> **Records for the task**
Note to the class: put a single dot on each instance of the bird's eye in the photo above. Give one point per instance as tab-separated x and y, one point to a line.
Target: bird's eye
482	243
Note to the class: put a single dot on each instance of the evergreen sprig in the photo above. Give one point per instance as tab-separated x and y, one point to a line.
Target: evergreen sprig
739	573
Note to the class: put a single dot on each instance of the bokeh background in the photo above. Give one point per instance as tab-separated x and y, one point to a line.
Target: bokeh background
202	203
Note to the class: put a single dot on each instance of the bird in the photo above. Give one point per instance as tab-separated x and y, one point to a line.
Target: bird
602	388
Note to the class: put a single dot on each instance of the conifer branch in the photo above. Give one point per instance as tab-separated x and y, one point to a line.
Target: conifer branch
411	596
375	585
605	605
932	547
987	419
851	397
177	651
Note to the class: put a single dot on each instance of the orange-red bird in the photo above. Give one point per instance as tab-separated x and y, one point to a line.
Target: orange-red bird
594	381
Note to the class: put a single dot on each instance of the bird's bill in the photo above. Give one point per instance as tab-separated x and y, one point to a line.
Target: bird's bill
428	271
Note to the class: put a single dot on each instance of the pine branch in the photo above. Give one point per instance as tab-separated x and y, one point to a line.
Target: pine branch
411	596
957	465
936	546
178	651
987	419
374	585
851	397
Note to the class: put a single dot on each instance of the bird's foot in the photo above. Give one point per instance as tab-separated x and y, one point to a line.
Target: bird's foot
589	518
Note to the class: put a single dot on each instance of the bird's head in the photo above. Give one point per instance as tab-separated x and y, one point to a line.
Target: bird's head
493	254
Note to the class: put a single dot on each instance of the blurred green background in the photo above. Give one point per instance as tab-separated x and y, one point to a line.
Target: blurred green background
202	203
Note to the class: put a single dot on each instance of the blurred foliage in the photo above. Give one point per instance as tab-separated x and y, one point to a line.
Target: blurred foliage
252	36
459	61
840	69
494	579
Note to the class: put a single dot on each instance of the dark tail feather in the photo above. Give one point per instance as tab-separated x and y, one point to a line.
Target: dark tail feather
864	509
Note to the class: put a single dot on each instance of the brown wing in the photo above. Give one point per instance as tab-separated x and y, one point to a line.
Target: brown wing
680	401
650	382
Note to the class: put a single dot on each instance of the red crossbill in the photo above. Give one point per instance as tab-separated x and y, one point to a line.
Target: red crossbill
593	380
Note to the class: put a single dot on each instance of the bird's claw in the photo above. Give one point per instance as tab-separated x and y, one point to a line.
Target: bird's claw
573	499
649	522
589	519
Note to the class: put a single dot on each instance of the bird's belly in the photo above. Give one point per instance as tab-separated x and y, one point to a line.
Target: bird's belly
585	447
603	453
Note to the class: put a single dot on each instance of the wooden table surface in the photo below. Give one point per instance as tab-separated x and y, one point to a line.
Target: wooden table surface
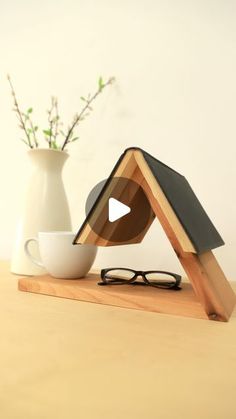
68	359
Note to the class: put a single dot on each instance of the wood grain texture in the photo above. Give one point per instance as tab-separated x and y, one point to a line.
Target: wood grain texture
181	303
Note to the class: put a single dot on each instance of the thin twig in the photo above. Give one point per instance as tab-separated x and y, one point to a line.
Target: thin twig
19	113
79	117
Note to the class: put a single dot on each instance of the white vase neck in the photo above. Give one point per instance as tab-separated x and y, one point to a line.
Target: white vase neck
44	158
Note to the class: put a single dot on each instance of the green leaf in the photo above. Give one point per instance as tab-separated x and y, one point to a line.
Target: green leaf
24	142
100	83
54	145
47	132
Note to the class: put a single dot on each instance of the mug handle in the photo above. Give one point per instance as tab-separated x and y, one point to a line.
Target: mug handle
32	258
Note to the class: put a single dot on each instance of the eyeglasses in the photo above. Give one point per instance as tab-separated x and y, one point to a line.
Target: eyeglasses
159	279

> **Your goal**
Give the entries again exactly, but skip every image.

> **Result for this exercise**
Note to the class: put a single dot on each instance of the bird's eye in the photo above. Give one point per instance as tab-separated x and y, one point to a line.
Target: bird's eye
482	243
Note to the class: put a single dot on each instance of the evergreen sprig in the photo above. Give one point per instance as tab-separated x and y, one point to a line.
Target: evergreen sprig
739	573
Note to the class: put a single dot on each instance of the bokeh background in the photo above. Give one point per instance as tab-separated x and y, one point to a line.
Target: bokeh background
202	203
Note to the class: put a single dot on each instance of the bird in the photo above. Give one point per instance as tab-separated x and y, one point to a line.
Target: bird
602	388
Note to the class: put a single dot on each instance of the conifer branch in the photo above. Give one point per instance as tab-separated x and y, one point to a line.
Target: conifer branch
411	596
375	585
605	605
932	547
987	419
851	397
177	651
Note to the class: put a single dot on each instance of the orange-red bird in the photo above. Give one point per instance as tab-separated x and y, one point to a line.
Target: orange-red bird
594	381
Note to the class: put a single dot on each instance of the bird's bill in the photo above. Give one point per instance as tab-separated x and y, one point to a line.
Target: bird's bill
428	271
Note to the class: put a single dot on each instance of the pine branch in the photo above. Give one point per instance as tab-separated x and y, one point to a line.
Target: pine branch
411	596
957	465
936	546
178	651
987	419
374	585
851	397
Note to the class: put a single dot on each instance of the bird's foot in the photo above. Give one point per instance as tab-separated x and y, one point to a line.
Target: bird's foot
589	518
Note to the class: put a single dot on each instance of the bird's head in the photo above. Give one point per instance as tab-separated x and y, one point to a line.
Target: bird's head
493	254
Note to the class: put a single dot on each instance of the blurred green background in the photo above. Give one point per instance as tab-separated x and y, one point to a line.
Target: blurred green background
202	203
Note to the class: put a single dot on each instance of the blurred foliage in the photo above. Give one point per instance as tab-separated x and y, one point to a line.
Target: blurred foliage
252	36
459	61
840	69
494	579
Note to the class: put a single dot on each instance of the dark tail feather in the photo above. Give one point per instance as tab-separated x and y, one point to a line.
Target: dark tail feather
864	509
Note to the class: put a single dot on each instance of the brown wing in the photo above. Give one point per instance as tab-separated x and y, one point to a line.
Target: brown wing
680	401
650	382
Note to the class: put a single dot on each instance of the red crossbill in the photo above. Give one point per instance as tab-separated x and y, one point to a line.
Target: red crossbill
593	380
Note to the class: put a single dot on each instance of the bird's claw in the photo above. Give one point per instance as tab-separated x and y, one point to a line.
Target: bird's claw
573	499
649	522
589	519
Note to the class: put a single dot on each instance of the bird's belly in the photo above. Give one point per instance as tab-separated x and y, one point to a line.
Target: bird's belly
585	447
603	453
Note to the class: put a single dot on each instance of the wooden table surface in the photo below. Give one point per instance as tab-separated x and y, one point to a line.
Target: wooden table surface
68	359
Note to the class: put a single dot on each instance of the wood grain texture in the photo above. Give one point per instance as tab-separated x and y, one point to a line.
Target: wood grain texture
181	303
Note to the class: put a single dot on each instance of the thin twig in the photo above. Give one point per instance as tab-separated x and y, one point to a line.
Target: thin twig
19	113
79	117
Note to the class: put a single dot on each instance of the white vase neck in the photo above. Give one point per instance as tab-separated x and y, one point to a line.
Target: white vase neck
44	158
Note to the class: put a single dot on each instance of the green leaf in the photo above. Give one point per instance as tab-separated x and y, one point to a line.
Target: green leaf
24	142
100	83
54	145
47	132
Note to the class: put a single dot on each instance of the mug handle in the photo above. Give one point per instance as tab-separated x and y, one point to a line.
Target: mug handle
32	258
Note to the class: put a single dot on each instance of the eyeglasses in the photo above. Give one point per instance as tab-separated x and y, one point to a line.
Target: eyeglasses
159	279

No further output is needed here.